Securing DevOps by Default… Not as a Patch
What if airtight security measures were built into your DevOps processes by design, from conception, and not shoe-horned in after the fact? What if passwords weren’t built into scripts and uploaded to GitHub for all to see? What if an entire DevOps team could work seamlessly and efficiently without ever needing to stop and authenticate each step?
Imagine your DevOps could be DevSecOps…. by default.
DevOps Challenges to Security
It’s an unfortunate fact that DevOps teams represent a significant security risk for businesses. One of the biggest reasons is the simplest of all: efficiency. Organizations of all shapes and sizes are under ever-increasing pressure to deliver, and DevOps teams are no exception. And when the pressure is on to generate code and push releases, security is sacrificed in the name of efficiency.
Imagine you’re working in a spreadsheet, thousands of lines long, carefully compiling your data. Now imagine you needed to enter your username and password each time you hit “enter” on a cell. It’s this tedium and redundancy that DevOps often try to avoid, choosing instead to hard-code their credentials into scripts to sidestep the need to repeatedly enter passwords thousands of times a day. Yet hard-coding passwords, naturally, exposes them – and the larger organization – to a huge risk of a system breach.

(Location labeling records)
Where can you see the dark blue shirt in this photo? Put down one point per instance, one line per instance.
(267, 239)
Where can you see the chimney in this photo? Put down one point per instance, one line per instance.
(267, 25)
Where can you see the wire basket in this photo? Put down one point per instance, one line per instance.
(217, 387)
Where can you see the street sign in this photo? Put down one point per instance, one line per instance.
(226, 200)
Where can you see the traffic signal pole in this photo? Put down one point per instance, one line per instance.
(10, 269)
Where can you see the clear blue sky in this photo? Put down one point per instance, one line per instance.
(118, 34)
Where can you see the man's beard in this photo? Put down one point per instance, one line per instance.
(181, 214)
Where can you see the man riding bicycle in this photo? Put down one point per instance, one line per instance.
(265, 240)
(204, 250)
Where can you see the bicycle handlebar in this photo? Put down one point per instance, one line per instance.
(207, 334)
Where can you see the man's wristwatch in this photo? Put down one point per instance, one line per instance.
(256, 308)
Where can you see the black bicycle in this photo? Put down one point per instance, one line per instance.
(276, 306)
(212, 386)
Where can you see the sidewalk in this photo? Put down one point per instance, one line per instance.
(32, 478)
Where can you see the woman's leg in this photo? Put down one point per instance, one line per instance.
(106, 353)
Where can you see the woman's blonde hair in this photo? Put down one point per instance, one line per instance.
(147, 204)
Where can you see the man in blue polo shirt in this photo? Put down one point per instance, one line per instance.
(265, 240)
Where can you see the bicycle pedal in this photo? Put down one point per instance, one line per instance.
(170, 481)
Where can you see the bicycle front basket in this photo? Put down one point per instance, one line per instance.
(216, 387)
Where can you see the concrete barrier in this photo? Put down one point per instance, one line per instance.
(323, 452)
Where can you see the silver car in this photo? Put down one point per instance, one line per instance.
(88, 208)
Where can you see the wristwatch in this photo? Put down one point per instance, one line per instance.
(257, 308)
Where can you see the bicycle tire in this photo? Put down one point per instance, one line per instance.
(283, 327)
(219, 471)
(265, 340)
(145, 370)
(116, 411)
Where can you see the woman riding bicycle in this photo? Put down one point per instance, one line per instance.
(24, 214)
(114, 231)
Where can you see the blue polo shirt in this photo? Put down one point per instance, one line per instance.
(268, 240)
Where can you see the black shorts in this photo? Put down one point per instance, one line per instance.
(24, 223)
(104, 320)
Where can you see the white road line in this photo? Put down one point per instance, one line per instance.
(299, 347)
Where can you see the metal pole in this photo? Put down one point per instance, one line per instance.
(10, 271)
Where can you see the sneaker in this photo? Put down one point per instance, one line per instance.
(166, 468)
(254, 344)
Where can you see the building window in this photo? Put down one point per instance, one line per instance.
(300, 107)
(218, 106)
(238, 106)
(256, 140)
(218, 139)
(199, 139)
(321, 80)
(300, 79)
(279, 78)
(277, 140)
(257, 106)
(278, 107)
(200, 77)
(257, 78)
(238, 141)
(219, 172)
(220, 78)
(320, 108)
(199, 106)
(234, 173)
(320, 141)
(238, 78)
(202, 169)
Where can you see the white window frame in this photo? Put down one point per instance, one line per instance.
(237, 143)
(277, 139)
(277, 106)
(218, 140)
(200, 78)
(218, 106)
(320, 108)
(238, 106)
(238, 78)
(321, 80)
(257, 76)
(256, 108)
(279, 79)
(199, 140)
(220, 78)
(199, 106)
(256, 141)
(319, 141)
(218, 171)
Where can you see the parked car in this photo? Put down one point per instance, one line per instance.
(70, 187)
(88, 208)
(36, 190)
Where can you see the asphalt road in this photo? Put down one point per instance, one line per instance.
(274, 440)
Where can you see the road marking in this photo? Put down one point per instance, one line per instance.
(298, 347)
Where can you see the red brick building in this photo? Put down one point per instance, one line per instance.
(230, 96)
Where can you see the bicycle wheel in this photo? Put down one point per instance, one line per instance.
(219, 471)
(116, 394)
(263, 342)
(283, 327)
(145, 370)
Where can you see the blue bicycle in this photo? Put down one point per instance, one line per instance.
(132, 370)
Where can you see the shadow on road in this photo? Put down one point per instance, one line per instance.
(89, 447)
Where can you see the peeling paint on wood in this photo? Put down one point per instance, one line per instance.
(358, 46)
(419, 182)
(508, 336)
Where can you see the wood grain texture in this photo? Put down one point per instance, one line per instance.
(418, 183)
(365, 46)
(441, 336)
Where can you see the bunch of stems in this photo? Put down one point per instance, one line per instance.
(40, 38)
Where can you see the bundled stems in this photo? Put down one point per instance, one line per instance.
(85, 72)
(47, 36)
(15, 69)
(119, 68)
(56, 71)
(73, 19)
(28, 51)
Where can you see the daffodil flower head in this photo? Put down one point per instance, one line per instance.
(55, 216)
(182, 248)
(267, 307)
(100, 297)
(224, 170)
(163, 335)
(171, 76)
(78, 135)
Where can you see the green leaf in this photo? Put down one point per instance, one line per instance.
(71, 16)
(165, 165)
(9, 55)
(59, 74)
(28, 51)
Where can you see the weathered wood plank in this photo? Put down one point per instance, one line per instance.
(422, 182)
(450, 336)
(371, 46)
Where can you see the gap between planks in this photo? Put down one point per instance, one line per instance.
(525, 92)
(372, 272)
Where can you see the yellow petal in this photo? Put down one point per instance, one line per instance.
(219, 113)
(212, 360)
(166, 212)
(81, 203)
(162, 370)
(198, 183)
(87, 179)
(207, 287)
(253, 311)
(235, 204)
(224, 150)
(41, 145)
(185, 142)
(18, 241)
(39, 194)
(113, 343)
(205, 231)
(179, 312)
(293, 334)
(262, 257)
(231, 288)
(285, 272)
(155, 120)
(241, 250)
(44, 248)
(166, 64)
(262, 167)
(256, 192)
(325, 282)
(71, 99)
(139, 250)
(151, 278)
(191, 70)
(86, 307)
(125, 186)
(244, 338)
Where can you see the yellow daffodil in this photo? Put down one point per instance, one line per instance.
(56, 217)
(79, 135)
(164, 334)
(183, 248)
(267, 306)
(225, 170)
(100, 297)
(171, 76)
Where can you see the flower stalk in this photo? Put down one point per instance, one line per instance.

TASKS TO COMPLETE:
1/ In the text on securing DevOps, what is named as one of the biggest reasons DevOps teams pose a security risk?
2/ Summarize the text on securing DevOps in two sentences.
3/ Write what follows in the text on securing DevOps, picking up after its final sentence.

TASK-BY-TASK RESULTS:
1/ Efficiency.

2/ The text proposes building security into DevOps processes by design from the start, rather than adding it afterward, so that DevOps becomes DevSecOps by default. It explains that pressure to deliver leads DevOps teams to sacrifice security for efficiency, such as by hard-coding credentials into scripts to avoid entering passwords repeatedly, which exposes the organization to a huge risk of a system breach.

3/
A simple DevOps workaround becomes the root of a major security breach.
With passwords were written into scripts left on public GitHub repositories, even the laziest hacker could gain access to your IT infrastructure. Even further, with the privileged credentials they’ve now acquired, they could jump from one resource to the next making lateral moves across your network potentially accessing confidential information or highly-sensitive data. With this kind of access, production could be shut down or customer data could be sold to the highest bidder. A simple DevOps workaround becomes the root of a major security breach.
DevSecOps: Built-In IT Security
So how do you facilitate DevOps processes without compromising data security? How do you make DevOps secure by design?
Enter, Application-to-Application Password Management.
An integral part of a privileged access management (PAM) solution, AAPM totally eliminates the need for credentials to be entered at each step, let alone hard-coded. A digital password vault stores credentials and offers multi-layer security within automated verification procedures so authentication is quick and DevOps production hardly skips a beat.
Beyond securing applications and code, PAM offers a number of valuable assets to DevSecOps. When a dozen developers are all working on the same application, it can be critical to follow change history. When the code breaks or a service goes down, Session Management offers detailed, play-by-play insight into who accessed what took what actions (including OCR recording of command-line activity), and when it all occurred. Holding teams accountable for their actions is critical in a fast-paced DevOps environment.
PAM, Data Security & DevOps
DevOps is now indispensable for businesses in today’s digital world. Secure DevOps, or DevSecOps, is non-negotiable for organizations looking to fulfill deliverables and meet compliance requirements. Doing so efficiently requires a simplified approach to cybersecurity that streamlines security and keeps teams agile – it requires PAM.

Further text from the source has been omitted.